EXERCISE PROMPT — Searching the material below, find each line that includes the word "blue", and copy it.

DATASET EXCERPTS —

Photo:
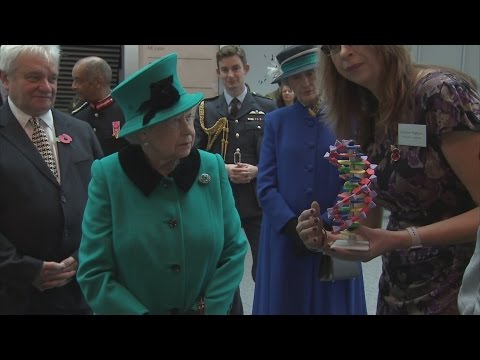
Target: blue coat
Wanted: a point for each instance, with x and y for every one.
(293, 173)
(154, 244)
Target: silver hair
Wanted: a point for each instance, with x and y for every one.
(10, 53)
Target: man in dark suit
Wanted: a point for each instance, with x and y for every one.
(92, 77)
(43, 187)
(231, 124)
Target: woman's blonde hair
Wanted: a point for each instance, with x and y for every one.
(353, 111)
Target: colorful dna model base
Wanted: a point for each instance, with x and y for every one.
(356, 198)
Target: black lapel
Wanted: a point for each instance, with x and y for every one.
(13, 132)
(64, 151)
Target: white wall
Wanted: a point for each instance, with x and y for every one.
(463, 57)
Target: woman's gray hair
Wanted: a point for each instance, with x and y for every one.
(10, 53)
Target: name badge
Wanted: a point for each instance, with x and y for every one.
(412, 135)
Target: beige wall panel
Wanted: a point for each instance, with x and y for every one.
(196, 65)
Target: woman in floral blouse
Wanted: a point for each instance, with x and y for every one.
(421, 125)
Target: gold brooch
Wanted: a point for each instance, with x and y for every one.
(204, 178)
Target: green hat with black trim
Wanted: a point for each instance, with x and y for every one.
(296, 59)
(153, 94)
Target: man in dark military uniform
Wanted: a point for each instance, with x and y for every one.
(91, 82)
(231, 124)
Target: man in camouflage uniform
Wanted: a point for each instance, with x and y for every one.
(231, 124)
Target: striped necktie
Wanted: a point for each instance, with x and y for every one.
(40, 140)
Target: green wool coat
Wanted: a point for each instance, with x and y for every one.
(159, 253)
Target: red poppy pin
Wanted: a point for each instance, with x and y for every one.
(395, 155)
(64, 138)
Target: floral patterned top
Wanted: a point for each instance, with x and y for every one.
(420, 188)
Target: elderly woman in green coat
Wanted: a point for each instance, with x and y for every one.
(161, 234)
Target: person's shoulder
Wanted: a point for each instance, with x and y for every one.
(79, 109)
(73, 122)
(210, 99)
(209, 158)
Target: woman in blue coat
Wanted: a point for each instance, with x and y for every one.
(161, 234)
(292, 173)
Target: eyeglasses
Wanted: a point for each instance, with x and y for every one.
(331, 50)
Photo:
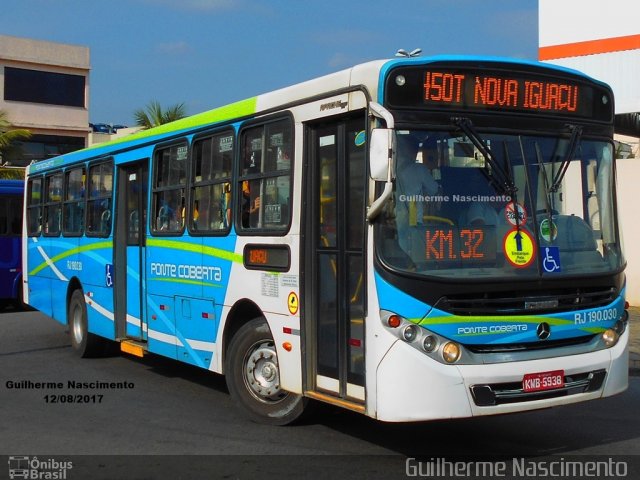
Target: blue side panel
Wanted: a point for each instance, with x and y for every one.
(40, 295)
(133, 291)
(196, 324)
(161, 325)
(396, 301)
(59, 300)
(10, 256)
(100, 323)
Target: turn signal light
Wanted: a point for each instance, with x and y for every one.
(451, 352)
(394, 321)
(610, 337)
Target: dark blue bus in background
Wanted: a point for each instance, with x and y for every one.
(11, 193)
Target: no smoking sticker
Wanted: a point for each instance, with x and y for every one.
(519, 218)
(292, 303)
(519, 248)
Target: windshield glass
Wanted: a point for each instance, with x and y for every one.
(530, 210)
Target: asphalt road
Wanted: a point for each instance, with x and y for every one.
(172, 410)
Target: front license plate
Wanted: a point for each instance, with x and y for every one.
(537, 382)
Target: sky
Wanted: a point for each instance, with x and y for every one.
(208, 53)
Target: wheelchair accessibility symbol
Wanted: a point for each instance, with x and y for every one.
(551, 260)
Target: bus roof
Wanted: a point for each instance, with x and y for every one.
(368, 74)
(11, 186)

RESPONSE TO THIS TASK —
Target: blue coat
Target: woman in blue coat
Target: blue side panel
Target: dark blue bus in background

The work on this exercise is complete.